Give back exactly the lines running from the line with "Can you find the white ceiling" to the end of the entries, and only those lines.
★ ★ ★
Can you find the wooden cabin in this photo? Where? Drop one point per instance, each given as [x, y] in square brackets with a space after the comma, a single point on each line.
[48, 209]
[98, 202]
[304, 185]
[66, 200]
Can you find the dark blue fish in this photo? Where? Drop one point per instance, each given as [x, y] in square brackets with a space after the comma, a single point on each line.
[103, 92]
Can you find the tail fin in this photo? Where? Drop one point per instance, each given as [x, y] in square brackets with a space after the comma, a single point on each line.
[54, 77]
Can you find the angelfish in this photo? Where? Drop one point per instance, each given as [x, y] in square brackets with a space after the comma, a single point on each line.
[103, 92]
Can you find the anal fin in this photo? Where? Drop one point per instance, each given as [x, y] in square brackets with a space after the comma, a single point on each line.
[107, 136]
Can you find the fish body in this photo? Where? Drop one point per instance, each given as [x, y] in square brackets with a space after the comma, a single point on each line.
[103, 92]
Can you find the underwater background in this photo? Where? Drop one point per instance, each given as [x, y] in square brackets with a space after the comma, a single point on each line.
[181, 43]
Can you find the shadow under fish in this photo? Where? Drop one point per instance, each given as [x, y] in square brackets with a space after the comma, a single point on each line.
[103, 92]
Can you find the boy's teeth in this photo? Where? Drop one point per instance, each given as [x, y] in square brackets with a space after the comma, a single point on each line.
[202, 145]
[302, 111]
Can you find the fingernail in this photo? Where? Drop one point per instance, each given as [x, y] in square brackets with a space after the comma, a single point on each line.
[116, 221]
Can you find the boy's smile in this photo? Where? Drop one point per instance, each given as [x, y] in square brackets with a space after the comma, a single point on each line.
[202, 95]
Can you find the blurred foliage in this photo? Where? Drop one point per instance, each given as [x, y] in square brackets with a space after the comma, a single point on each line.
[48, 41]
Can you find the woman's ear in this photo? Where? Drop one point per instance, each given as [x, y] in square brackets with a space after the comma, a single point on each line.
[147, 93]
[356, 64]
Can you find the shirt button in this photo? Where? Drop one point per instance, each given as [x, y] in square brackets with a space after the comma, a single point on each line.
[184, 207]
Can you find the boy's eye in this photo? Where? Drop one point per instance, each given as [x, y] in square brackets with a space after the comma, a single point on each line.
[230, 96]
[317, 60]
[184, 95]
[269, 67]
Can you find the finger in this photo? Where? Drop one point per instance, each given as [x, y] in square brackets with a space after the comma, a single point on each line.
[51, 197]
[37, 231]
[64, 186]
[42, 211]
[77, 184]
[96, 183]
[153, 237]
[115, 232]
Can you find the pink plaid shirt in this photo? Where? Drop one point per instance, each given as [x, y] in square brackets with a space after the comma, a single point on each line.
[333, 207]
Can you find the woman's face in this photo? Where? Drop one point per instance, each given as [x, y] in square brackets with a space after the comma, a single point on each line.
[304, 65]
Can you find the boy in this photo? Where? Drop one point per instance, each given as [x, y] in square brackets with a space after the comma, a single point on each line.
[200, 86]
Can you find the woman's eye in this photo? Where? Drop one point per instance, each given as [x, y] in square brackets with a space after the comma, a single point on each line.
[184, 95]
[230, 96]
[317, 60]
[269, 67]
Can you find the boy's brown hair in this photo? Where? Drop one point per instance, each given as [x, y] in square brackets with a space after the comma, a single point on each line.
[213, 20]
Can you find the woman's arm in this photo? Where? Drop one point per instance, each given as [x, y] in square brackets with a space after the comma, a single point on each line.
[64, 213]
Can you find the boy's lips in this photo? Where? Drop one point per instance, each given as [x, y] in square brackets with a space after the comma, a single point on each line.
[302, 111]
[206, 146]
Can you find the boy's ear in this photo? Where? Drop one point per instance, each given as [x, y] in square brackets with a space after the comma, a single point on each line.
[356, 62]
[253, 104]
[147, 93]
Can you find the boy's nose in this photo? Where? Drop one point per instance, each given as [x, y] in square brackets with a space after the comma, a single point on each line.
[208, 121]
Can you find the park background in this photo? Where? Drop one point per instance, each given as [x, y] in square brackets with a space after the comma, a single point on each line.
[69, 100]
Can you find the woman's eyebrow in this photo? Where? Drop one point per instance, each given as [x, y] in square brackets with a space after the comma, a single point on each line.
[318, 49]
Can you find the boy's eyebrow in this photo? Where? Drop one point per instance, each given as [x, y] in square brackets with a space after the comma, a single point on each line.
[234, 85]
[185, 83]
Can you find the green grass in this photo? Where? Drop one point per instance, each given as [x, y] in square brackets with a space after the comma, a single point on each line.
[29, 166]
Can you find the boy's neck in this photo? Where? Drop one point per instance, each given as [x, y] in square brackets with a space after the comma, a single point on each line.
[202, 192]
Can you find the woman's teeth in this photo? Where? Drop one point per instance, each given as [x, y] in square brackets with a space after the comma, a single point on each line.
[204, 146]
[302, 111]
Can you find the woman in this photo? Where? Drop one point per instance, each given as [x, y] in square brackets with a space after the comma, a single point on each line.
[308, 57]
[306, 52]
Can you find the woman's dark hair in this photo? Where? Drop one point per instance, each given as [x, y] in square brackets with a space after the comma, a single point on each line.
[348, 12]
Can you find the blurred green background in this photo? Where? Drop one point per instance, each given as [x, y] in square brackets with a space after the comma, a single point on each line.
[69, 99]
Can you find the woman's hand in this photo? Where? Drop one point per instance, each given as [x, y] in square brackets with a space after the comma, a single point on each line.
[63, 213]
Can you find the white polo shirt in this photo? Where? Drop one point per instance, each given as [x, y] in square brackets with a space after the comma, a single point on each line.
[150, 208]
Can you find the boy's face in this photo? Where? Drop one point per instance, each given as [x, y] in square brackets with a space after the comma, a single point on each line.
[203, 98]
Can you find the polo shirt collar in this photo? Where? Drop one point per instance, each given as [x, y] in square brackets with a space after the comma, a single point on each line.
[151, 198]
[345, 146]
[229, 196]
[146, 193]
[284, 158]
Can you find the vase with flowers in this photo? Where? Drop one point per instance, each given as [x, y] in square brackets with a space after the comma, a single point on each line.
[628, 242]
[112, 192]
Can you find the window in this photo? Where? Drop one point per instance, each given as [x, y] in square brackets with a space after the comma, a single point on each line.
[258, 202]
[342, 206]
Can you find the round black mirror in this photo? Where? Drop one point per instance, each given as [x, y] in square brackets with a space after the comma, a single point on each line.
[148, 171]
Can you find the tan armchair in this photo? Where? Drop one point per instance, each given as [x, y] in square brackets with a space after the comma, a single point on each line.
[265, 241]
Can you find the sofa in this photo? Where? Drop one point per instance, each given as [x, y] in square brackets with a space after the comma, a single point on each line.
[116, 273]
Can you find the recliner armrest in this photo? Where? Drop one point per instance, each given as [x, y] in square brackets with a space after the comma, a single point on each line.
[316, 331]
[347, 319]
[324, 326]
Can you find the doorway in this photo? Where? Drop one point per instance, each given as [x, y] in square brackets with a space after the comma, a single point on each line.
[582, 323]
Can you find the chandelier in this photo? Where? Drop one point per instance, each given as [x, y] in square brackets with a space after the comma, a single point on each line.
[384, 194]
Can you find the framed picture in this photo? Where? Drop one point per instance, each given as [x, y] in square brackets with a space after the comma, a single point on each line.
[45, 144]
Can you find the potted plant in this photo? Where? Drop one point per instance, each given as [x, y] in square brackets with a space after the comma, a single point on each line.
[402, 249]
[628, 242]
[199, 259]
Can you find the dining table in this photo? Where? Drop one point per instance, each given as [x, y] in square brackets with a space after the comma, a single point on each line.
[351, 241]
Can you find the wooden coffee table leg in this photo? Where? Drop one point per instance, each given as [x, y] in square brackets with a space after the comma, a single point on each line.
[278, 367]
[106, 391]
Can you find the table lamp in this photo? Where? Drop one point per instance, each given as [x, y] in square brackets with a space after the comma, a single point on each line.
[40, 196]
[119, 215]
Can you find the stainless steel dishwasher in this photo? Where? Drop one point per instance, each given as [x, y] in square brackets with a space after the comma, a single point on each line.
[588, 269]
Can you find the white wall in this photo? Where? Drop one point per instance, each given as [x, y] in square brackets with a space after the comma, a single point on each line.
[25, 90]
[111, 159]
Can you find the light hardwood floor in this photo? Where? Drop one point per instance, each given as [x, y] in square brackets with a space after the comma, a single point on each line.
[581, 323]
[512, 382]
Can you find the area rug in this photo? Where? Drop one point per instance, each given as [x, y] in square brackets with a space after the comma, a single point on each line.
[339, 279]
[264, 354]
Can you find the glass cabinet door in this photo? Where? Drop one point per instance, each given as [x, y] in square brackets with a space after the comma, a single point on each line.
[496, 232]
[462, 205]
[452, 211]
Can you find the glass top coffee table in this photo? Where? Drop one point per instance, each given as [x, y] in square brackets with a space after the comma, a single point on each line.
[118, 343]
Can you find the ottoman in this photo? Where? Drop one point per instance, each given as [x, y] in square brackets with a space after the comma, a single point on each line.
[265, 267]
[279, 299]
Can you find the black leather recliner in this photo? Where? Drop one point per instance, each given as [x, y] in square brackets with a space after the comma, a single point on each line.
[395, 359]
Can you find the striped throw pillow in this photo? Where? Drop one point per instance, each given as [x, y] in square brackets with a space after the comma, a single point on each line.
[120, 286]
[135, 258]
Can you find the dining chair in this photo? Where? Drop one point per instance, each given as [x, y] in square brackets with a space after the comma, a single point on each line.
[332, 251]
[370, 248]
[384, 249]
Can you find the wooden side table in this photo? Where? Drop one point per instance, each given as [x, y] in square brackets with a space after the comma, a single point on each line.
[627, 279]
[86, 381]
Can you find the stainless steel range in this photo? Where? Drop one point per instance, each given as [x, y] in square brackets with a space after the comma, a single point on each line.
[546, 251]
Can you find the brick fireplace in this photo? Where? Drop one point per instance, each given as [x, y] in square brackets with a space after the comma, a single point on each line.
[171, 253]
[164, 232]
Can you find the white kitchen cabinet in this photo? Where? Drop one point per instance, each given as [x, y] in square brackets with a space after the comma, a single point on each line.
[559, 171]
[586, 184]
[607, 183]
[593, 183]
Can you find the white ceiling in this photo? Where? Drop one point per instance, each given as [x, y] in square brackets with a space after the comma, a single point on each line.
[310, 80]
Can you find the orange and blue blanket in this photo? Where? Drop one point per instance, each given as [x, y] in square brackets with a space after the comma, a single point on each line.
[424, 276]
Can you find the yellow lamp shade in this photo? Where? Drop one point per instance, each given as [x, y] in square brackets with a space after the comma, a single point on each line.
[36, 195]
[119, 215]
★ ★ ★
*Right answer:*
Can you find the white ceiling in this photo? Where? Drop one point per instance, each given as [x, y] in square brackets with a space after the comma, a single point on each line.
[310, 80]
Can you find the orange and blue blanket in this photo? Where? Drop one point per instance, each given as [x, y] in square brackets with a space after the comma, a single point on each line.
[424, 276]
Can you find the yellow lamp shade in this photo? Where? Drop one point per instance, each given as [x, y] in square brackets with a space after the comma, a single point on each line.
[36, 195]
[119, 215]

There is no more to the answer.